— start SOURCE DOCUMENT —

If the coefficients of \((\partial /\partial r) w ( b_{\bar{x}_0 ,\bar{z}} )\) are taken to be constants \(\alpha _{\bar{x}_0 ,\bar{z}}\), Eq. 13 becomes

$$\begin{aligned} {\varvec{s}}(\bar{x}_0 ) = \sum _{\bar{z}=1}^{N} \alpha _{\bar{x}_0 ,\bar{z}} \frac{\partial }{\partial r} w(b_{\bar{x}_0 ,\bar{z}}). \end{aligned}$$

(14)

From Eq. 13, at some position \(\bar{x} = \bar{x}_0\), the term \(b_{\bar{x}_0 ,\bar{z}}\) in the reconstructed distribution satisfies \(\bar{x}_0 \le b_{\bar{x}_0 ,\bar{z}} \le N\), and so the terms \((\partial /\partial r) w( 1 )\) to \((\partial /\partial r) w( \bar{x}_0 -1 )\) are not included in the summation. Therefore, the coefficients \(\alpha _{\bar{x}_0 ,\bar{z}}\) of the terms \((\partial /\partial r)w ( b_{\bar{x}_0 ,\bar{z}} )\) in the reconstructed distribution are 0 for \(1 \le \bar{z} \le \bar{x}_0 -1\). Also, the coefficients \(\alpha _{\bar{x}_0,\bar{z}}\) are determined only by the position in the discrete coordinates \((\bar{x},\bar{z})\).

In the projection \({\varvec{s}}(\bar{x})\) in Eq. 14, the variable \(\bar{x}\) takes values among all the natural numbers \(1,2, \dots\), and we can then show that

$$\begin{aligned} {\varvec{s}}(\bar{x}) = \sum _{\bar{z}=1}^{N} \alpha _{\bar{x},\bar{z}} \frac{\partial }{\partial r} w(b_{\bar{x},\bar{z}}), \end{aligned}$$

(15)

which can be written in matrix form as

$$\begin{aligned} {\varvec{S}}&={\varvec{A}}{\varvec{W}}, \end{aligned}$$

(16a)

or, explicitly,

$$\begin{aligned} \begin{bmatrix} {\varvec{s}}(1)\\ {\varvec{s}}(2)\\ {\varvec{s}}(3)\\ \vdots \\ {\varvec{s}}(n) \end{bmatrix}&=\begin{bmatrix} \alpha _{1,1}&{}\alpha _{1,2}&{}\alpha _{1,3}&{}\cdots &{}\alpha _{1,N}\\ 0&{}\alpha _{2,2}&{}\alpha _{2,3}&{}\cdots &{}\alpha _{2,N}\\ 0&{}0&{}\alpha _{3,3}&{}\cdots &{}\alpha _{3,N}\\ \vdots &{}\vdots &{}\vdots &{}\ddots &{}\vdots \\ 0&{}0&{}0&{}\cdots &{}\alpha _{N,N} \end{bmatrix} \begin{bmatrix} \dfrac{\partial }{\partial r} w(1)\\ \dfrac{\partial }{\partial r} w(2)\\ \dfrac{\partial }{\partial r} w(3)\\ \vdots \\ \dfrac{\partial }{\partial r} w(N) \end{bmatrix}. \end{aligned}$$

(16b)

— end SOURCE DOCUMENT —

[GOALS]:
- a) Give every label the excerpt on the reconstructed distribution attaches to a displayed equation, in order.
- b) Answer these from the excerpt on the reconstructed distribution, one line each:
(i) What are the coefficients of (∂/∂r) w(b_{x̄0,z̄}) taken to be?
(ii) For which range of z̄ are the coefficients α_{x̄0,z̄} equal to 0?
(iii) What values does the variable x̄ take in the projection s(x̄) in Eq. 14?

— start DATA ENTRIES —

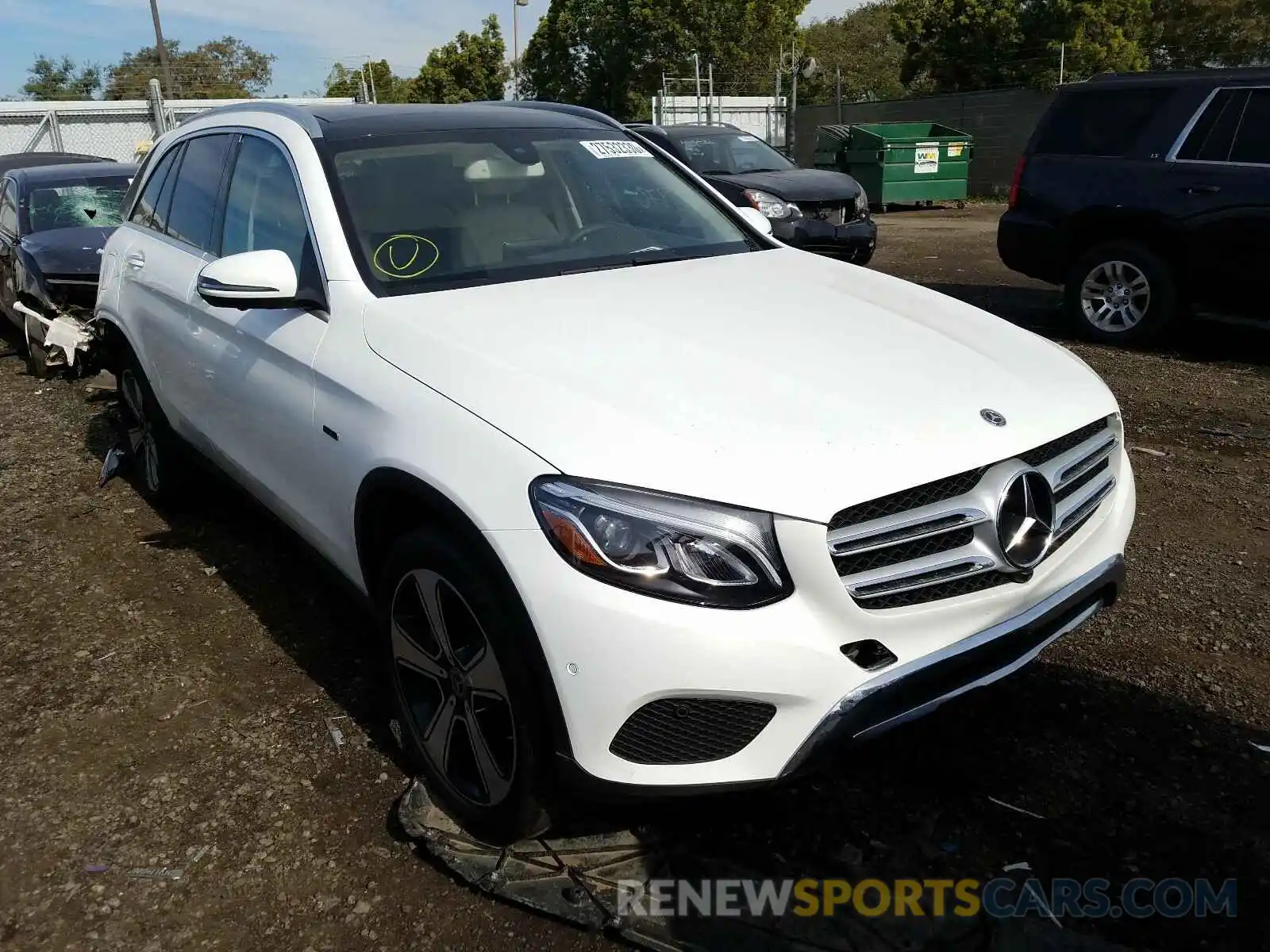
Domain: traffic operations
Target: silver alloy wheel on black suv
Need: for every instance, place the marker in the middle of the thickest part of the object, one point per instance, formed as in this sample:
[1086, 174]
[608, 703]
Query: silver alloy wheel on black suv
[1121, 292]
[1115, 296]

— end DATA ENTRIES —

[RESPONSES IN ORDER]:
- a) 14, 15, 16a, 16b

- b)
(i) Constants α_{x̄0,z̄}.
(ii) For 1 ≤ z̄ ≤ x̄0 − 1.
(iii) All the natural numbers 1, 2, ….